*PROBLEM 1*
Reproduce the passage on marijuana for multiple sclerosis from "Muscle tenseness and" up to and including "still a mystery.", switching "cannabinoid receptors" to "endocannabinoid receptors".
*PROBLEM 2*
Pick up the passage on marijuana for multiple sclerosis at its last sentence and keep writing it.

*SOURCE PASSAGE*
[Start of section]

For example, THC and CBD can activate specific areas of the nervous system, which lessens the severity of multiple sclerosis symptoms. For instance, MS causes leg pain as well as muscle pain.

Terpenes may also be involved in the medical relief that these cannabinoids primarily provide. However, it is always advisable to speak with an MMJ doctor who can prescribe medical marijuana, give you a card that allows you to legally access cannabis, and provide you advice on how to use the drug safely to treat your crippling illness.

Let us examine the potential benefits of marijuana for multiple sclerosis.

Assists in Alleviating Muscle Stiffness (Spasticity and Spasms) in Multiple Sclerosis

Muscles that are stiff, aching, and cramping are common in most multiple sclerosis patients.

Muscle tenseness and resistance to stretching cause spasticity, which lessens natural fluid movement. Patients thus encounter impaired coordination, slurred speech, and trouble moving.

Movement-controlling regions of the brain may be the source of spasms. There are also a lot of cannabinoid receptors in these brain regions. Therefore, it’s possible that THC or CBD stimulation of these receptors will lessen spasms.

Our bodies’ cannabinoid receptors are stimulated by CBD and THC, the two primary active ingredients in cannabis.

For instance, the “high” effect is produced by THC stimulating cannabinoid receptors. However, CBD doesn’t get you “high”; instead, it has an anti-inflammatory effect. But the precise method by which cannabis reduces spasticity is still a mystery.

One theory is that the euphoria and pain relief brought on by THC could make a patient less conscious of their spasticity or stiffness in their muscles.

●      Relieves chronic pain

Chronic pain can be effectively treated with marijuana. The most frequent reason for cannabis use, as reported by patients, is chronic pain.

As was previously mentioned, the effects of CBD and THC are mediated through the cannabinoid receptors in our bodies.

In addition to its euphoric properties, THC has the ability to attach itself to nerves and prevent pain impulses from traveling to the brain. This relieves the feeling of pain.

Similar to this, although it works completely differently, CBD’s anti-inflammatory qualities also have an analgesic effect for pain relief.

These conclusions are backed by several studies. For example, according to a 2017 NASEM report, patients receiving cannabis treatment reported a significant reduction in their pain symptoms.

●      It helps with bladder problems

One well-known characteristic of multiple sclerosis is bladder dysfunction.

[End of section]

(Items listed in a dataset)
[Start of section]

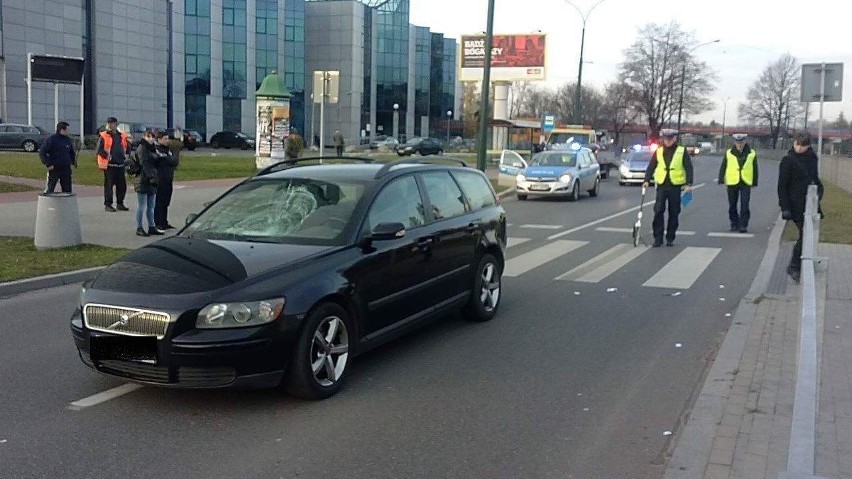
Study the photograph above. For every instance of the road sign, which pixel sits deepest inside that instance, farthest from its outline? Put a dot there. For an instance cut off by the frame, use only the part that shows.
(811, 79)
(548, 122)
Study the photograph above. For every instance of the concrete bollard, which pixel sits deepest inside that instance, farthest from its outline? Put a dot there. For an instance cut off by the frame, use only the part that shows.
(57, 221)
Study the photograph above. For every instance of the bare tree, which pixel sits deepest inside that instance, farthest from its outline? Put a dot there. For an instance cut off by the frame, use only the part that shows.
(771, 99)
(653, 67)
(619, 107)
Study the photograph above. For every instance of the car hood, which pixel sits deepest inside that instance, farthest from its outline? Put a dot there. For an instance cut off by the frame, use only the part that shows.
(548, 171)
(186, 265)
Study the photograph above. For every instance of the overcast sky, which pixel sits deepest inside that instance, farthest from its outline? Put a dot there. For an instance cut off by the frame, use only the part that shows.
(752, 34)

[End of section]

*EXERCISE OUTPUT 1*
Muscle tenseness and resistance to stretching cause spasticity, which lessens natural fluid movement. Patients thus encounter impaired coordination, slurred speech, and trouble moving.

Movement-controlling regions of the brain may be the source of spasms. There are also a lot of endocannabinoid receptors in these brain regions. Therefore, it’s possible that THC or CBD stimulation of these receptors will lessen spasms.

Our bodies’ endocannabinoid receptors are stimulated by CBD and THC, the two primary active ingredients in cannabis.

For instance, the “high” effect is produced by THC stimulating endocannabinoid receptors. However, CBD doesn’t get you “high”; instead, it has an anti-inflammatory effect. But the precise method by which cannabis reduces spasticity is still a mystery.

*EXERCISE OUTPUT 2*
An oral cannabis extract called Sativex was tested in a randomized controlled trial in 2010 to see if it could help MS patients with their bladder symptoms.

The research came to the conclusion that Sativex did have some effect on reducing bladder dysfunction symptoms in MS patients, even though the outcome was not statistically significant.

●      Relieves nausea

Due to both the side effects of their medication and the common dizziness associated with MS, patients frequently experience nausea. For instance, medications such as dalfampridine and ocrelizumab (Ocrevus) may induce nausea.

Modifications in the human endocannabinoid system contribute to the control of nausea and vomiting. The presence of cannabis-derived cannabinoids inhibits vomiting by interacting with CB1 receptors. Therefore, medical marijuana, which has antiemetic properties, is a good choice for MS patients who experience nausea.

Moreover, CBD, the main non-psychoactive ingredient in cannabis, is useful in reducing symptoms of nausea and vomiting.

●      Improves sleep

Patients with MS frequently experience poor sleep quality. One reason is that the excruciating and difficult-to-relax muscle spasms linked to multiple sclerosis frequently interfere with sleep. Nonetheless, cannabis does offer some relief, and many MS patients claim to sleep better after using it.

THC shortens the duration of sleep latency and has a sedative effect. Patients thus get to sleep for longer stretches of time without having their muscles spasm.

In the meantime, CBD may lessen anxiety, allowing a person to unwind and let their body’s natural sleep cycle take over.

●      Relieves fatigue

One common sign of multiple sclerosis is fatigue. CBD reduces pain and enhances mood and energy by binding to specific receptors.